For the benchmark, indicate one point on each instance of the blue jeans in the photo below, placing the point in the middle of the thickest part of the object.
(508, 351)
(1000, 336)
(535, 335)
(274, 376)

::::::

■ **CHALLENGE**: Please write out each of the records above word for word, leaving every line unchanged.

■ **EXERCISE ANSWER**:
For the benchmark, indicate one point on each instance of the blue jeans in the photo below, placing the point in the middle of the thickest part of the object.
(508, 351)
(1000, 336)
(535, 335)
(274, 376)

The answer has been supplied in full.